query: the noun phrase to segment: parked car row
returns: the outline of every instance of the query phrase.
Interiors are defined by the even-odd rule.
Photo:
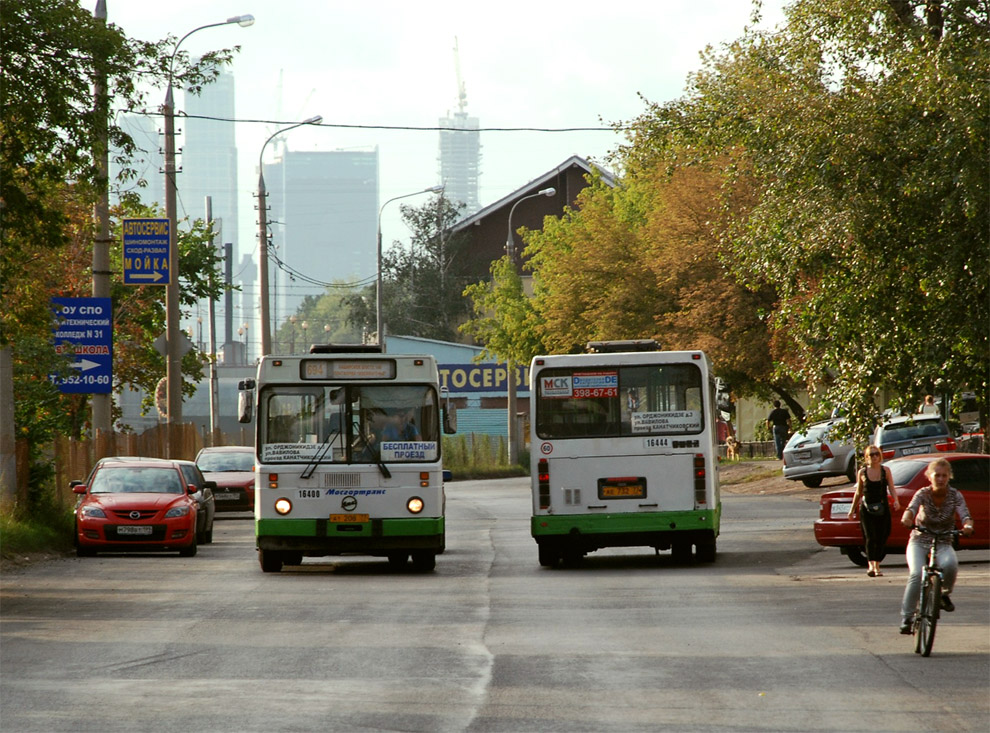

* * *

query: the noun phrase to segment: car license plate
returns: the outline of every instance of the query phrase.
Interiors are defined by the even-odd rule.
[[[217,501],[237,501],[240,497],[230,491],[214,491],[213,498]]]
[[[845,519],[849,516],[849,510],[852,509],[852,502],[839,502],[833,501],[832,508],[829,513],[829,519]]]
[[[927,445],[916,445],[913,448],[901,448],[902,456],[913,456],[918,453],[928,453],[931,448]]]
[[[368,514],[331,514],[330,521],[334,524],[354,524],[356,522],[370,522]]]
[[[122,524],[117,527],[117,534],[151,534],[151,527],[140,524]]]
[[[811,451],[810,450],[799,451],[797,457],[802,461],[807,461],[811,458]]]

* * *

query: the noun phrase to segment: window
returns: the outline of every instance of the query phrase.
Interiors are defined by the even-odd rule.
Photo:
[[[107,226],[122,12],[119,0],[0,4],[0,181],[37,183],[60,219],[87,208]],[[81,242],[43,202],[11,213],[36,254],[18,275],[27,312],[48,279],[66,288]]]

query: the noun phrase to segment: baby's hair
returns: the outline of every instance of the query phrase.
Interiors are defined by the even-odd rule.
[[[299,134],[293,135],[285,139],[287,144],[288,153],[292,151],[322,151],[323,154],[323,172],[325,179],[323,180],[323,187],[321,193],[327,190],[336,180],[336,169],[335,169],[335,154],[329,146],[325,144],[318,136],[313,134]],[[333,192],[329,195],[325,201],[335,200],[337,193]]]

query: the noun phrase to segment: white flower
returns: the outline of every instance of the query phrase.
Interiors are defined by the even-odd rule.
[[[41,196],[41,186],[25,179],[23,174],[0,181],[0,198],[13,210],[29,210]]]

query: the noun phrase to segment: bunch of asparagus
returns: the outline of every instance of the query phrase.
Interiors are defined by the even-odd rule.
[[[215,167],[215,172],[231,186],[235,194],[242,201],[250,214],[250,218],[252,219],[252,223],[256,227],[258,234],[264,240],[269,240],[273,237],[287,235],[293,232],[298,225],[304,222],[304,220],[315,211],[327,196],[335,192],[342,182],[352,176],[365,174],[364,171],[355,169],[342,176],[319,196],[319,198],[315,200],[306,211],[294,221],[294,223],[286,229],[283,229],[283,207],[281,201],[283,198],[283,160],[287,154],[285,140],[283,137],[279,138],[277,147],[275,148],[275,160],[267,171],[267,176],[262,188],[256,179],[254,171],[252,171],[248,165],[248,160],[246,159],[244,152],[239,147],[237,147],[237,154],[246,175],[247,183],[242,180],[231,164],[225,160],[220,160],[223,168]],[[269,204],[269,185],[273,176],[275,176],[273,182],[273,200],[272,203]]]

— What the task asks —
Read through the entries and copy every line that includes "noun".

— Solution —
query: the noun phrase to segment: parked car row
query: the noun phrase to segment: car license plate
query: the noun phrase to segment: window
query: the noun phrase to segment: baby's hair
query: the noun phrase to segment: white flower
query: the noun phrase to segment: bunch of asparagus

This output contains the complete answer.